◆ **WHAT TO WORK ON**
Word for word, restate the lines from the top of the records below through the line with "positive clicks: (450, 718) (468, 711)", both included, with no pictures in the result.

*** EXERCISE INPUT Section Begins ***

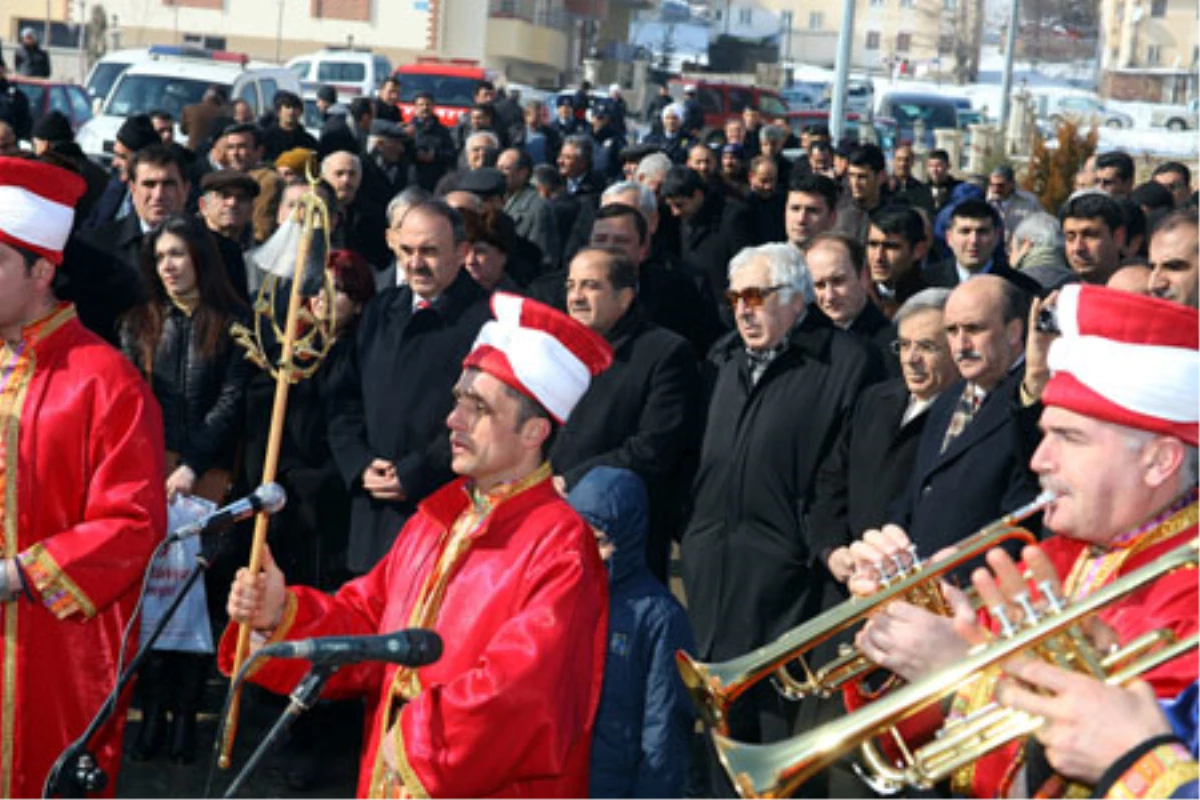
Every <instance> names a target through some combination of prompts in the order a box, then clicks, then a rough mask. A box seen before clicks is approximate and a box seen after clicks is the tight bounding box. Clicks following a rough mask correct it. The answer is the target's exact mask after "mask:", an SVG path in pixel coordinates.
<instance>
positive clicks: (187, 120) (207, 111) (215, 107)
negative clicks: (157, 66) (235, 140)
mask: <svg viewBox="0 0 1200 800" xmlns="http://www.w3.org/2000/svg"><path fill="white" fill-rule="evenodd" d="M228 102H229V92H228V91H227V90H226V89H224V86H218V85H216V84H214V85H211V86H209V88H208V89H205V90H204V97H202V98H200V102H198V103H192V104H191V106H185V107H184V110H182V112H181V113H180V115H179V120H180V121H179V130H180V131H182V132H184V136H186V137H187V149H188V150H191V151H192V152H196V154H203V152H204V151H205V150H208V144H209V137H210V134H211V133H212V130H214V126H215V124H216V121H217V119H220V118H222V116H228V118H230V119H233V114H230V113H229V110H228V109H227V108H226V104H227V103H228Z"/></svg>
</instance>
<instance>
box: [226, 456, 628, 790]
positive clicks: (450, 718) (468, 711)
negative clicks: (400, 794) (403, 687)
mask: <svg viewBox="0 0 1200 800" xmlns="http://www.w3.org/2000/svg"><path fill="white" fill-rule="evenodd" d="M532 477H533V481H530V480H529V479H527V480H526V481H522V482H521V483H520V485H518V486H517V487H516V488H514V489H512V491H511V492H509V493H508V494H506V495H505V497H503V498H502V499H498V500H497V505H494V507H493V510H492V511H491V512H490V515H487V516H484V517H481V518H480V522H479V523H478V524H475V525H474V527H472V528H470V534H469V539H470V543H469V547H468V548H467V549H466V552H464V554H462V555H461V557H460V558H457V559H454V560H452V566H451V570H452V571H451V572H450V579H449V583H448V584H446V585H445V595H444V597H443V600H442V603H440V609H439V612H438V613H437V614H436V615H434V616H433V619H434V622H433V624H432V625H430V626H428V627H432V628H433V630H436V631H437V632H438V633H439V634H440V636H442V640H443V643H444V650H443V654H442V658H440V660H439V661H438V662H437V663H433V664H430V666H427V667H421V668H420V669H418V670H416V688H418V691H419V693H416V694H415V697H413V699H410V700H409V702H408V703H407V704H404V705H403V706H402V708H400V706H398V702H397V700H398V698H397V697H396V694H395V693H394V692H392V686H394V684H396V682H397V670H398V669H400V667H397V666H396V664H385V663H362V664H355V666H349V667H343V668H342V669H341V670H340V672H337V673H336V674H335V675H334V676H332V679H331V680H330V681H329V684H328V685H326V686H325V690H324V696H325V697H348V696H360V694H365V696H366V697H367V700H368V703H367V710H368V714H367V732H366V734H367V735H366V746H365V748H364V753H362V760H361V770H360V775H359V789H358V796H359V798H360V799H364V800H366V799H367V798H371V799H374V798H390V796H394V794H392V792H391V790H389V789H388V788H384V787H382V786H380V777H382V775H383V770H384V768H383V765H382V757H380V756H379V742H380V736H382V735H383V734H384V733H385V732H386V730H385V729H386V726H389V724H390V722H391V721H394V720H395V718H397V716H398V720H400V726H401V734H400V735H398V736H396V740H397V742H398V746H400V748H401V753H400V760H401V776H402V777H403V780H404V786H406V788H408V789H409V792H410V793H412V795H413V796H414V798H425V796H430V798H438V799H442V798H464V799H466V798H538V799H539V800H556V799H558V798H562V799H564V800H566V799H571V800H577V799H578V798H586V796H587V792H588V757H589V752H590V745H592V727H593V723H594V720H595V711H596V706H598V704H599V702H600V687H601V684H602V678H604V654H605V642H606V638H605V637H606V628H607V608H608V597H607V579H606V572H605V567H604V564H602V561H601V560H600V557H599V552H598V548H596V545H595V537H594V535H593V533H592V530H590V529H589V528H588V527H587V525H586V524H584V523H583V521H582V519H580V517H578V516H577V515H576V513H575V511H572V510H571V507H570V506H569V505H566V503H565V501H564V500H563V499H562V498H559V495H558V494H557V492H554V488H553V486H552V485H551V481H550V480H548V477H550V471H548V469H547V468H546V467H545V465H544V467H542V468H541V469H539V470H538V473H535V474H534V476H532ZM530 483H532V485H530ZM526 486H528V488H523V487H526ZM470 510H472V505H470V499H469V495H468V491H467V488H466V481H463V480H457V481H454V482H452V483H450V485H448V486H445V487H443V488H442V489H439V491H438V492H436V493H434V494H432V495H430V497H428V498H426V499H425V501H424V503H421V504H420V506H419V509H418V513H416V515H415V516H414V517H413V518H412V519H409V522H408V523H407V524H406V525H404V529H403V530H402V531H401V534H400V536H398V537H397V540H396V543H395V545H394V546H392V549H391V552H390V553H389V554H388V555H386V557H385V558H384V559H383V561H380V563H379V565H377V566H376V569H374V570H372V571H371V572H370V573H367V575H365V576H362V577H361V578H359V579H356V581H354V582H352V583H348V584H346V585H344V587H342V589H341V590H340V591H338V593H337V594H336V595H335V596H329V595H325V594H322V593H319V591H316V590H313V589H308V588H305V587H292V588H290V589H289V593H288V607H287V613H286V615H284V621H283V624H282V625H281V626H280V627H278V628H277V630H276V631H275V632H274V634H272V637H271V640H272V642H275V640H281V639H298V638H305V637H312V636H331V634H374V633H382V632H390V631H396V630H400V628H404V627H409V626H410V625H412V622H410V620H412V619H413V609H414V604H416V603H418V602H420V601H421V600H420V599H421V597H422V596H424V595H425V594H426V593H425V588H426V585H427V582H428V581H430V576H431V573H432V572H433V571H434V569H436V567H437V565H438V564H439V561H440V560H442V555H443V552H444V549H445V543H446V540H448V537H450V535H451V531H452V530H454V529H456V528H457V525H456V522H457V523H460V525H461V522H462V521H461V519H460V518H461V517H463V516H464V515H469V513H470ZM235 645H236V627H235V626H230V628H229V630H228V631H227V632H226V636H224V637H223V639H222V642H221V651H220V654H218V658H220V663H221V667H222V669H224V670H227V672H228V670H229V668H230V667H232V663H233V654H234V649H235ZM307 668H308V664H307V663H306V662H301V661H274V662H270V663H266V664H264V666H263V667H262V668H260V669H257V670H256V672H254V673H253V675H252V680H253V681H254V682H258V684H260V685H263V686H266V687H268V688H270V690H272V691H276V692H281V693H283V692H289V691H292V688H294V686H295V685H296V682H298V681H299V680H300V678H301V676H302V675H304V674H305V672H306V670H307ZM397 708H400V710H398V714H397V710H396V709H397ZM391 735H394V736H395V733H392V734H391ZM372 778H374V782H372Z"/></svg>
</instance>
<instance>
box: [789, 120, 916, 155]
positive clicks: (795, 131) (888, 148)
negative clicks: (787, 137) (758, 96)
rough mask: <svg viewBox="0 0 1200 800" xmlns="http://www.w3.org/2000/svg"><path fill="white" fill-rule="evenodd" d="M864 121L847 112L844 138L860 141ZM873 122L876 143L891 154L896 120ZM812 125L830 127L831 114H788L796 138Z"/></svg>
mask: <svg viewBox="0 0 1200 800" xmlns="http://www.w3.org/2000/svg"><path fill="white" fill-rule="evenodd" d="M864 121H865V116H864V115H862V114H856V113H853V112H847V113H846V125H845V126H844V130H842V132H841V133H842V138H846V139H853V140H858V139H860V138H862V137H860V134H859V128H860V127H862V126H863V122H864ZM871 122H872V124H874V125H875V138H876V142H878V145H880V148H882V149H883V151H884V152H890V151H892V149H893V148H895V145H896V122H895V120H893V119H890V118H887V116H876V118H874V119H872V120H871ZM810 125H824V126H827V127H828V125H829V112H828V110H822V109H808V110H803V112H788V113H787V126H788V127H790V128H792V133H794V134H796V136H800V133H802V132H803V131H804V128H806V127H809V126H810ZM797 155H798V151H797Z"/></svg>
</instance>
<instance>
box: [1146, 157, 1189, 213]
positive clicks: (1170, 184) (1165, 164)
mask: <svg viewBox="0 0 1200 800" xmlns="http://www.w3.org/2000/svg"><path fill="white" fill-rule="evenodd" d="M1150 179H1151V180H1152V181H1154V182H1156V184H1158V185H1160V186H1163V187H1165V188H1166V190H1168V191H1169V192H1170V193H1171V197H1172V198H1174V199H1175V207H1176V209H1182V207H1183V206H1186V205H1187V204H1188V201H1189V200H1190V199H1192V170H1190V169H1188V166H1187V164H1184V163H1182V162H1178V161H1164V162H1163V163H1160V164H1159V166H1158V167H1154V172H1153V173H1151V175H1150Z"/></svg>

*** EXERCISE INPUT Section Ends ***

◆ **SOLVED EXERCISE**
Every <instance> names a target through some combination of prompts in the order a box, then clicks, then a rough mask. A box seen before clicks is approximate and a box seen after clicks is the tight bounding box. Clicks following a rough mask correct it. The answer is the target's exact mask after "mask:", an SVG path in pixel coordinates.
<instance>
positive clicks: (187, 120) (207, 111) (215, 107)
negative clicks: (157, 66) (235, 140)
mask: <svg viewBox="0 0 1200 800" xmlns="http://www.w3.org/2000/svg"><path fill="white" fill-rule="evenodd" d="M228 102H229V92H228V91H227V90H226V89H224V86H218V85H216V84H214V85H211V86H209V88H208V89H205V90H204V97H202V98H200V102H198V103H192V104H191V106H185V107H184V110H182V112H181V113H180V115H179V120H180V121H179V130H180V131H182V132H184V136H186V137H187V149H188V150H191V151H192V152H196V154H203V152H204V151H205V150H208V144H209V137H210V134H211V133H212V130H214V126H215V124H216V121H217V119H220V118H222V116H228V118H230V119H233V114H230V113H229V110H228V109H227V108H226V104H227V103H228Z"/></svg>
</instance>
<instance>
box: [226, 456, 628, 790]
positive clicks: (450, 718) (468, 711)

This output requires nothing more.